**ЗАДАНИЕ**: Перепишите строки с самой первой по ту, что содержит «0;69;1077;720», включительно в виде таблицы Markdown со столбцами «№» для номера и «Строка» для текста, пропустив пустые. Изображения в ответ не включайте.

**ИСХОДНЫЕ СТРОКИ**:
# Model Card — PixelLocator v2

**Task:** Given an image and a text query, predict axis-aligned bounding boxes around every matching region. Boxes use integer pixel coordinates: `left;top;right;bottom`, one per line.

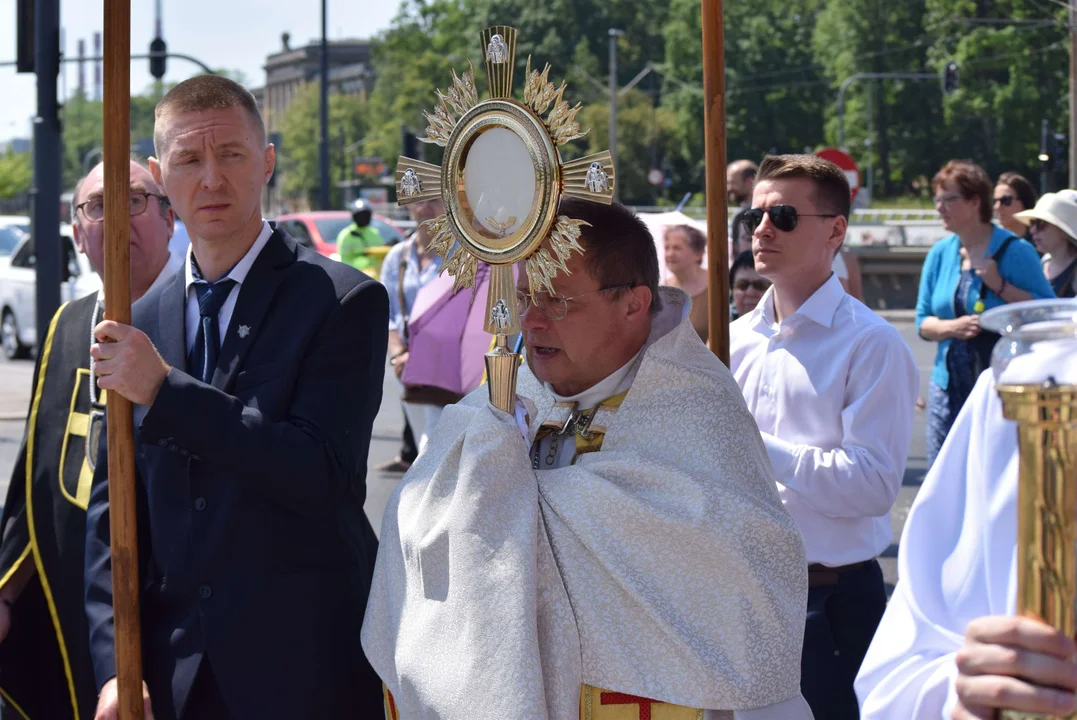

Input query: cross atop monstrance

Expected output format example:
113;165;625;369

396;26;615;413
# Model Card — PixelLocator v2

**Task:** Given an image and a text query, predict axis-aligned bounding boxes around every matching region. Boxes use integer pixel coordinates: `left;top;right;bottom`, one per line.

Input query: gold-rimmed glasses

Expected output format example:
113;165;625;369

516;283;635;321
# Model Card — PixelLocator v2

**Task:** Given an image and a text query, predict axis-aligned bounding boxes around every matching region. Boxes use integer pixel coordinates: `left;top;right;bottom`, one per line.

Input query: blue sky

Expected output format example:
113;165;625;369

0;0;401;142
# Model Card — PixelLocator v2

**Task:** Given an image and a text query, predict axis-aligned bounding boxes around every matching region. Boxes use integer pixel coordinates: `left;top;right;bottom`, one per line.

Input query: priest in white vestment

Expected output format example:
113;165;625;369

856;322;1077;720
363;200;811;720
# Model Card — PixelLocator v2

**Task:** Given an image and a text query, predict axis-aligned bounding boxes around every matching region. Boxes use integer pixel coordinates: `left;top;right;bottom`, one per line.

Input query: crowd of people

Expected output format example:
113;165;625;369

0;69;1077;720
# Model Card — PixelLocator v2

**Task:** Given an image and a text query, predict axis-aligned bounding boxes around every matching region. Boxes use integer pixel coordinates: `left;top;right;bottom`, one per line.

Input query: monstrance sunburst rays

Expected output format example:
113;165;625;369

**РЕШЕНИЕ**:
| № | Строка |
|---|---|
| 1 | # Model Card — PixelLocator v2 |
| 2 | **Task:** Given an image and a text query, predict axis-aligned bounding boxes around every matching region. Boxes use integer pixel coordinates: `left;top;right;bottom`, one per line. |
| 3 | Input query: cross atop monstrance |
| 4 | Expected output format example: |
| 5 | 113;165;625;369 |
| 6 | 396;26;615;413 |
| 7 | # Model Card — PixelLocator v2 |
| 8 | **Task:** Given an image and a text query, predict axis-aligned bounding boxes around every matching region. Boxes use integer pixel coordinates: `left;top;right;bottom`, one per line. |
| 9 | Input query: gold-rimmed glasses |
| 10 | Expected output format example: |
| 11 | 113;165;625;369 |
| 12 | 516;283;635;321 |
| 13 | # Model Card — PixelLocator v2 |
| 14 | **Task:** Given an image and a text query, predict axis-aligned bounding boxes around every matching region. Boxes use integer pixel coordinates: `left;top;right;bottom`, one per line. |
| 15 | Input query: blue sky |
| 16 | Expected output format example: |
| 17 | 113;165;625;369 |
| 18 | 0;0;401;142 |
| 19 | # Model Card — PixelLocator v2 |
| 20 | **Task:** Given an image and a text query, predict axis-aligned bounding boxes around every matching region. Boxes use integer pixel coordinates: `left;top;right;bottom`, one per line. |
| 21 | Input query: priest in white vestment |
| 22 | Expected output format example: |
| 23 | 113;165;625;369 |
| 24 | 856;322;1077;720 |
| 25 | 363;200;811;720 |
| 26 | # Model Card — PixelLocator v2 |
| 27 | **Task:** Given an image and a text query, predict axis-aligned bounding boxes around every matching region. Boxes use integer pixel coordinates: `left;top;right;bottom`, one per line. |
| 28 | Input query: crowd of people |
| 29 | Expected output format example: |
| 30 | 113;165;625;369 |
| 31 | 0;69;1077;720 |